PROVIDED PASSAGE Block Start

Up close shot of dog food bowl

Q. Our older dog is having kidney problems. The veterinarian recommended an expensive diet formulated for kidney disease. Will it really help manage the problem? Are there alternatives?

A. Yes, a special therapeutic diet really does help. And, yes, there are alternatives, but I am hesitant to recommend them for a couple of reasons based on my clinical experience of more 30 years as a practicing veterinarian.

Therapeutic diets, available only on the order of a veterinarian, have been formulated to target specific metabolic processes to help prevent, reverse or manage an illness. One example, Hill’s Prescription Diet y/d Feline Thyroid Health, was featured in our piece Groundbreaking Veterinary Discoveries That Revolutionized 2011 for its use in managing feline hyperthyroidism.

PROVIDED PASSAGE Block End

**WHAT IS REQUIRED**
Continue the veterinary Q&A about therapeutic diets for a dog with kidney disease, starting right after its last sentence.

DATA EXTRACTS Block Start

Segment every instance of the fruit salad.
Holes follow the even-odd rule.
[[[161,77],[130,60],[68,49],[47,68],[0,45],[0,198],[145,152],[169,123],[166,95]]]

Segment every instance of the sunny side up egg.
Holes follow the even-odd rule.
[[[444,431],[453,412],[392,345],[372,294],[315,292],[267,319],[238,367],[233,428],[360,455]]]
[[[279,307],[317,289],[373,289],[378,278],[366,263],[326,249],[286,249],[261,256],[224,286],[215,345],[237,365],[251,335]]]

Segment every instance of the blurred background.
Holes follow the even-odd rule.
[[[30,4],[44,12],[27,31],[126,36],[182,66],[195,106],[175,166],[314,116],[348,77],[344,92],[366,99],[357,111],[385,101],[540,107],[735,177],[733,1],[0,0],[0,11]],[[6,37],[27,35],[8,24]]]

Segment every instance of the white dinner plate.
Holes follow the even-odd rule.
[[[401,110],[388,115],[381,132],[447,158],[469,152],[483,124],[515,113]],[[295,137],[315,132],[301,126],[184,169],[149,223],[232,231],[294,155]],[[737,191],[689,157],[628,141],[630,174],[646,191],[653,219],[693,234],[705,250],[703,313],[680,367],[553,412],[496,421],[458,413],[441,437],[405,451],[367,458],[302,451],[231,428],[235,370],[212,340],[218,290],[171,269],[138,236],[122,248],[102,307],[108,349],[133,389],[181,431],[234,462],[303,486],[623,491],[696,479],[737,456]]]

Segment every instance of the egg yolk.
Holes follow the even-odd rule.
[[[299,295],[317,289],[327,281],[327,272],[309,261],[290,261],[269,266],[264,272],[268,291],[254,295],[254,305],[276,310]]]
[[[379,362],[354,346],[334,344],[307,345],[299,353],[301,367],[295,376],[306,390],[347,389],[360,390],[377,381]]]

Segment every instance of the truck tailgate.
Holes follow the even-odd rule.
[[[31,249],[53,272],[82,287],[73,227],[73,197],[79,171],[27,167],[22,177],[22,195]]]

DATA EXTRACTS Block End

**REPLY TO THE EXERCISE**
Why Veterinarians Recommend Therapeutic Diets

The reason I prescribe these therapeutic diets and have used them on my own pets in the past (my daughter, Vetstreet training expert Mikkel Becker, feeds one to her Pugs for skin problems now) is because they’re clinically proven to work. That’s not the same as a neighbor telling you that something worked for her dog or a testimonial from a pet owner on a website about what he says worked for his cats. Clinical trials are the gold standard for how we chose products to carry and prescribe in a veterinary practice. Not only can we review the clinical trials and ask questions of experts at veterinary conferences and in online discussions among veterinarians, we see actual data from our own patients.

If these diets didn’t work, we wouldn’t carry them.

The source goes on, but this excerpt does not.